** Start Input rows **
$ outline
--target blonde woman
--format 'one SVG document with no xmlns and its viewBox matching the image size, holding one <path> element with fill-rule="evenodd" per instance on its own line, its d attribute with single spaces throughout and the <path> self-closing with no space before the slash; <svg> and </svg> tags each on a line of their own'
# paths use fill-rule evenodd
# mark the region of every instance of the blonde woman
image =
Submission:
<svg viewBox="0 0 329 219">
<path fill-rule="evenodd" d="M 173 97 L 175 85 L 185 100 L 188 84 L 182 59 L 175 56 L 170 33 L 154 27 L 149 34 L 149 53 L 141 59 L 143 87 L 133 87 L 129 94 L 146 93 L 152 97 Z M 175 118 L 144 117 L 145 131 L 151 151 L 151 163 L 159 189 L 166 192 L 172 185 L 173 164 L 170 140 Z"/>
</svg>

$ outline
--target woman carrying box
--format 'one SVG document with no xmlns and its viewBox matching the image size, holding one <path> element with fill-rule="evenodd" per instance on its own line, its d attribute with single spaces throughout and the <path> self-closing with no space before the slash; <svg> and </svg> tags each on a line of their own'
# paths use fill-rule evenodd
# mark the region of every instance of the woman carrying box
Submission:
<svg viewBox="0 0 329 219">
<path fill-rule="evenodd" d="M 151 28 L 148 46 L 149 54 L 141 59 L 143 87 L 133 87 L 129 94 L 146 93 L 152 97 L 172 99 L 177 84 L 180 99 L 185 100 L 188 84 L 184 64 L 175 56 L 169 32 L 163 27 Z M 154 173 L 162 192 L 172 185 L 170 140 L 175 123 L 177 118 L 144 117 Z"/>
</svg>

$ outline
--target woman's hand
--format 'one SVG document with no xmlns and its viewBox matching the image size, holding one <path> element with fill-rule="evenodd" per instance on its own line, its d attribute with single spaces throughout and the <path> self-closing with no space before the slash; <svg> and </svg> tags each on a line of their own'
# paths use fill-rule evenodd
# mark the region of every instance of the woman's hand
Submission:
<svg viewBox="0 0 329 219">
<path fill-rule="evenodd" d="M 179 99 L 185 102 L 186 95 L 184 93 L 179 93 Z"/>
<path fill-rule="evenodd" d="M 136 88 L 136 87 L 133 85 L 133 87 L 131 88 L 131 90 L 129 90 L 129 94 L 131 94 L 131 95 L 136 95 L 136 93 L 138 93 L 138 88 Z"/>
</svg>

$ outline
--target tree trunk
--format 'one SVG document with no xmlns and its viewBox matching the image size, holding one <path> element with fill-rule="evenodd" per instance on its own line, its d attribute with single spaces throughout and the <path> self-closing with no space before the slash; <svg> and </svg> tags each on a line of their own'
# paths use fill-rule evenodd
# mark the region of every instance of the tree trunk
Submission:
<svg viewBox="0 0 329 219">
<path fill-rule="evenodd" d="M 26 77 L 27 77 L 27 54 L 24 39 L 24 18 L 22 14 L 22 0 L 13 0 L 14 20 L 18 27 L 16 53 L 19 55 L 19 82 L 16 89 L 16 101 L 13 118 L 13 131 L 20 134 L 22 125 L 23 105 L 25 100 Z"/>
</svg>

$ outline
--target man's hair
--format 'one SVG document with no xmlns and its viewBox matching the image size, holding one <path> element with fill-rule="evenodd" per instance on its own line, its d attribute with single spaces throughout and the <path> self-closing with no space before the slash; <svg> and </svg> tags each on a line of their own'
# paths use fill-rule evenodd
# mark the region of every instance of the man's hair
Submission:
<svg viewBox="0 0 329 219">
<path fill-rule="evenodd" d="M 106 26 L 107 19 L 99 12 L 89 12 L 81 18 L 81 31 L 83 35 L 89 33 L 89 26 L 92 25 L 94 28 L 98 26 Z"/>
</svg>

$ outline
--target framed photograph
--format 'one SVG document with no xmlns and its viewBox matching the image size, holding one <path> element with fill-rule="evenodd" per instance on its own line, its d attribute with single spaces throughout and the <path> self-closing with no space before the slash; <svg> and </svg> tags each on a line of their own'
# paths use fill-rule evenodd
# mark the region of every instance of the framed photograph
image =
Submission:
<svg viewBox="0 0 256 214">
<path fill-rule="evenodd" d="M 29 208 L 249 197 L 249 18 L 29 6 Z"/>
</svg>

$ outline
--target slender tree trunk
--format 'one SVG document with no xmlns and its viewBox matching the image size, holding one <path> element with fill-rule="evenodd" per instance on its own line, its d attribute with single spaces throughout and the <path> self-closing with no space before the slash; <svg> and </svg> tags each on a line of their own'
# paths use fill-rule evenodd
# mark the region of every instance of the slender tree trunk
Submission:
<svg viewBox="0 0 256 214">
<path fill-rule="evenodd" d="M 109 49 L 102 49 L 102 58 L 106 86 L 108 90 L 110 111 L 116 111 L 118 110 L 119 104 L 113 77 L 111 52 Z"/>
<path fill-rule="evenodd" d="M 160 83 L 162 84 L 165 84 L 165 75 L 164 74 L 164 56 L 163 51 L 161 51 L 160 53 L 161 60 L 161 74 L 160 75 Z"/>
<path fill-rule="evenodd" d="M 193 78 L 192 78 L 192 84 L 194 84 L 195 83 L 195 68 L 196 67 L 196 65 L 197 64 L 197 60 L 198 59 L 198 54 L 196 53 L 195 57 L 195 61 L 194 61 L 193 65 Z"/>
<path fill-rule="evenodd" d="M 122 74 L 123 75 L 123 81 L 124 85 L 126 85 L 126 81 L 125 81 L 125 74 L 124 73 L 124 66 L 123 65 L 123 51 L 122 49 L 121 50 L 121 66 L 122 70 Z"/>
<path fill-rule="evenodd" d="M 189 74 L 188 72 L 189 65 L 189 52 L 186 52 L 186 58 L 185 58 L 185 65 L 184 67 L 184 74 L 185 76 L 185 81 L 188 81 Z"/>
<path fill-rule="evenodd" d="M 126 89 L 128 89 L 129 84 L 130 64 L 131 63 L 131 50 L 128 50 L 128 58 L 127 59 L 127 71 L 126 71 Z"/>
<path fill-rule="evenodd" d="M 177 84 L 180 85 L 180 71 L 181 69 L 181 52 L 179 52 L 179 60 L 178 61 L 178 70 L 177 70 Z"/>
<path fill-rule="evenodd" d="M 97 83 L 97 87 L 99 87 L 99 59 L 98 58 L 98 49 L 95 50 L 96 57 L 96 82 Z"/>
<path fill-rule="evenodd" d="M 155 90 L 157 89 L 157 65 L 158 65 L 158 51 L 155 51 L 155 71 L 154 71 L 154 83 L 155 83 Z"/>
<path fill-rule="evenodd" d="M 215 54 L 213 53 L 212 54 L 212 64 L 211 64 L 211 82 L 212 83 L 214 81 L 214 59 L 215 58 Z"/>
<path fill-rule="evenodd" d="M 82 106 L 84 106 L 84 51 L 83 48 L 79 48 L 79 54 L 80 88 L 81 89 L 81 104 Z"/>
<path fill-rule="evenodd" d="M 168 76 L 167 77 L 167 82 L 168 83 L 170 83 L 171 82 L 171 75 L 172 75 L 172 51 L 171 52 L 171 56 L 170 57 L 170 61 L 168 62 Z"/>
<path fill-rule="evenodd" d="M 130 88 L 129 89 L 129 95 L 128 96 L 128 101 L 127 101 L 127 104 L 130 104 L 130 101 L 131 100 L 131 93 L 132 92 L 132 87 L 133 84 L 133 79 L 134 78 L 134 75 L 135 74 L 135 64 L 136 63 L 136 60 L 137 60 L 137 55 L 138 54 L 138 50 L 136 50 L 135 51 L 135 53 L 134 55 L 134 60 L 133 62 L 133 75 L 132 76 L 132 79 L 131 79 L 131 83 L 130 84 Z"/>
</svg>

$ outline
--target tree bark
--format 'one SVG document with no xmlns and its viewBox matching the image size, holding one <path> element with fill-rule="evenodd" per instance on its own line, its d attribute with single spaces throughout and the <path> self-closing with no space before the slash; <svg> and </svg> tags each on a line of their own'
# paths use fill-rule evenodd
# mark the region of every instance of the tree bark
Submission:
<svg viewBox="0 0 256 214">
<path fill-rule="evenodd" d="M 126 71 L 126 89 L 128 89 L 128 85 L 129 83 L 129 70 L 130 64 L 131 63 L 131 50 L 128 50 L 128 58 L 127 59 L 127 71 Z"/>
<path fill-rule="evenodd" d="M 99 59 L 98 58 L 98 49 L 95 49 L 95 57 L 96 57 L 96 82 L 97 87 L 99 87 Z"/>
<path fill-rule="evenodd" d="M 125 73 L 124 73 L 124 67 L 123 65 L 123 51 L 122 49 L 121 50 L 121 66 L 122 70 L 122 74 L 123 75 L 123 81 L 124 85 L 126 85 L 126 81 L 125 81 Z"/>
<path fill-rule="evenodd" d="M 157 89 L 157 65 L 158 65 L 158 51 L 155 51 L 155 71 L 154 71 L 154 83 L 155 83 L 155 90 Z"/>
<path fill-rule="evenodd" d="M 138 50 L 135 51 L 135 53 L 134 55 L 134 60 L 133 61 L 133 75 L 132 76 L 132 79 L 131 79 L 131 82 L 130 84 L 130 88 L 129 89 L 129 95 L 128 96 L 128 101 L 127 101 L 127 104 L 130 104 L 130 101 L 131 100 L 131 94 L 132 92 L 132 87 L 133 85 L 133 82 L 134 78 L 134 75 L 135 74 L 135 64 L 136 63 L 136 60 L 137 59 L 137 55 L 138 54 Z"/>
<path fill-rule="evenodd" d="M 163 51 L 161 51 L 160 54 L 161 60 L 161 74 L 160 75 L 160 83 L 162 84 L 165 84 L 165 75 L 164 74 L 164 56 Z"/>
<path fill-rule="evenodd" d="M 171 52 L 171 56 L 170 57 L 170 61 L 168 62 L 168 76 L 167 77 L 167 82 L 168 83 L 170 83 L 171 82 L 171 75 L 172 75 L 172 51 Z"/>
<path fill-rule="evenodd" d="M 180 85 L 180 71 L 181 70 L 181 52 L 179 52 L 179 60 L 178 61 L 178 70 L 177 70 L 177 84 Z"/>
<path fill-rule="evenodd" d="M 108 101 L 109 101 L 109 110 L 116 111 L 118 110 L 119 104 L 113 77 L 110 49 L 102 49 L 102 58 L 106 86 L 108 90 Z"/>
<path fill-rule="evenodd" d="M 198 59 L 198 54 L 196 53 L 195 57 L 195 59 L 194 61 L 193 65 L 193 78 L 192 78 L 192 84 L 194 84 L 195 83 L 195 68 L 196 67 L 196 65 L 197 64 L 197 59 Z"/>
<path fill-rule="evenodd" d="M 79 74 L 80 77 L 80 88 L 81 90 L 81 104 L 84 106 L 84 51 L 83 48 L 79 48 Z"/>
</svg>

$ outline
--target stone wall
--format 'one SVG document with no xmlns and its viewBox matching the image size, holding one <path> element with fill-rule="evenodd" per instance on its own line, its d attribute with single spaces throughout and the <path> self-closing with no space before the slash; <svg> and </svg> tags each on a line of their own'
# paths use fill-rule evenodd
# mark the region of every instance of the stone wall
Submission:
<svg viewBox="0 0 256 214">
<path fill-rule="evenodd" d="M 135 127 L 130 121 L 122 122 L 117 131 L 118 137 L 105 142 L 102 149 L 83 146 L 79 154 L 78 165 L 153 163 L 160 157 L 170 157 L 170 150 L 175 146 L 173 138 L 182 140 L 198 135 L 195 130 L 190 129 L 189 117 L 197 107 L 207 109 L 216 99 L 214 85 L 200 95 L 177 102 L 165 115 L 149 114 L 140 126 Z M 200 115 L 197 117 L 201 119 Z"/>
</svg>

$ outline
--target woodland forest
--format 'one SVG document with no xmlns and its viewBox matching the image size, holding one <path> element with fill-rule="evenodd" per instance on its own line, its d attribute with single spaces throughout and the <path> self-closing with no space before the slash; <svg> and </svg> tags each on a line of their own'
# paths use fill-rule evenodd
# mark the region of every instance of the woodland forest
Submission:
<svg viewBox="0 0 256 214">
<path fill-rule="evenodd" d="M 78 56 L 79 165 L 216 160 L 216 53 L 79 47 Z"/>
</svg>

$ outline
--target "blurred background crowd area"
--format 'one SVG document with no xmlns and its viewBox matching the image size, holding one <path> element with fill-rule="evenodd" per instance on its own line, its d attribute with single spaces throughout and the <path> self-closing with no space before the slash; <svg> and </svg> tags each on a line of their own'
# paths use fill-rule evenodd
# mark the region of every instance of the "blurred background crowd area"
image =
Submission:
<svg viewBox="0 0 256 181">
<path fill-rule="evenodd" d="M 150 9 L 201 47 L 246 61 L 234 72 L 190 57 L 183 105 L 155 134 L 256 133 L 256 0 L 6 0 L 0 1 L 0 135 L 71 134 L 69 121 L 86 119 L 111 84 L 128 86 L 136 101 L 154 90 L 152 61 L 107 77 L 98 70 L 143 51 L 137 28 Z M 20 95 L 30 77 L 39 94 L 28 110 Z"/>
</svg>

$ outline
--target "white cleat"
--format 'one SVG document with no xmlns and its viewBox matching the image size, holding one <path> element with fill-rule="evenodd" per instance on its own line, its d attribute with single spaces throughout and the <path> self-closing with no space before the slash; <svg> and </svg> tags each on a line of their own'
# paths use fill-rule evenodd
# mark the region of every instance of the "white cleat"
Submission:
** End Input rows **
◆ **Directions**: Identify each line in the entries above that contains the word "every", and copy those lines.

◆ **Completed task**:
# mark the region of every instance of the blonde woman
# mark the region of every instance of the woman carrying box
# mark the region of every instance of the woman's hand
# mark the region of every instance of the tree trunk
# mark the region of every instance of the man's hair
# mark the region of every instance of the framed photograph
# mark the region of every instance of the slender tree trunk
# mark the region of every instance of the tree bark
# mark the region of every instance of the stone wall
# mark the region of every instance of the woodland forest
# mark the region of every instance of the "blurred background crowd area"
# mark the region of every instance of the "white cleat"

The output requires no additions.